Given task ▸
Render the material from its start through the line holding "xmin=45 ymin=202 xmax=71 ymax=235", inclusive, and nothing past it, as a two-column CSV headed input and output. Give one row per text-and-answer pair, with each field quoted and line breaks replaced by spaces.

Material shown ▸
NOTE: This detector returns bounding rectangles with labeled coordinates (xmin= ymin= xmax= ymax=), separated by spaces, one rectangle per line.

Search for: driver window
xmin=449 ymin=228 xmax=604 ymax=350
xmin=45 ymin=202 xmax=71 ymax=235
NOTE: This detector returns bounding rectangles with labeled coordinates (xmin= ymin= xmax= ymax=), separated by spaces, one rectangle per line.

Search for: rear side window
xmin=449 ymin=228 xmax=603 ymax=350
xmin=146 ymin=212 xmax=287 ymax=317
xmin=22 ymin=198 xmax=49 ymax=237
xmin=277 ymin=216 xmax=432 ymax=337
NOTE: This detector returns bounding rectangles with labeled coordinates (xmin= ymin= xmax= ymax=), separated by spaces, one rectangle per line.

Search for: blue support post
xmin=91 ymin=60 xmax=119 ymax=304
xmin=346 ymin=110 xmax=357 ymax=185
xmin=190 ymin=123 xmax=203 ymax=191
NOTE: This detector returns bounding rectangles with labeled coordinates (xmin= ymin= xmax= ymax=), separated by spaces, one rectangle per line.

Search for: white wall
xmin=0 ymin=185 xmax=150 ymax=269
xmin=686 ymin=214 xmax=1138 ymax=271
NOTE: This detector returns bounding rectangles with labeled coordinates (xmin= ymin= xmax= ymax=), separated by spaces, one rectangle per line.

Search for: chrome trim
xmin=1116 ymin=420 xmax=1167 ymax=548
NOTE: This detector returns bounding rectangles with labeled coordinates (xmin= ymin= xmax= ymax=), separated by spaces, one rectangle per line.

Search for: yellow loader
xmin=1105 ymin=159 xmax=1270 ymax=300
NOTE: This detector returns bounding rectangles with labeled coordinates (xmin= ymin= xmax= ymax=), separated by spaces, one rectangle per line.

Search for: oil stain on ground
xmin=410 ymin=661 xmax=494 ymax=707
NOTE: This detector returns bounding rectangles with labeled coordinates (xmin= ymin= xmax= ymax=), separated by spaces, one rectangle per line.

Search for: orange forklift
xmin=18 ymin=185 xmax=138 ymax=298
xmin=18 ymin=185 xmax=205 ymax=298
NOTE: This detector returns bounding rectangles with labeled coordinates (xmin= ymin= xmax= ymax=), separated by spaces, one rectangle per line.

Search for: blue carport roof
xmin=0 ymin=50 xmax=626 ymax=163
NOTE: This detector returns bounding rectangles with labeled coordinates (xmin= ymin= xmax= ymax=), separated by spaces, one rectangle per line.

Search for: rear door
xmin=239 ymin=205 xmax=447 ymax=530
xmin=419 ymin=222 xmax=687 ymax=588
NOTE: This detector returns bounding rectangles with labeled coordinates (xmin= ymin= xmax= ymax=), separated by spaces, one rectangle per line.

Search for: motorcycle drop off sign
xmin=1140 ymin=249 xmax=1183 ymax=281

Worked answer ▸
input,output
"NOTE: This detector returns bounding rectangles with labeled coordinates (xmin= ymin= xmax= ymax=), separated by spaces, one rectangle per line. Search for: driver window","xmin=449 ymin=228 xmax=604 ymax=350 xmin=45 ymin=202 xmax=71 ymax=235"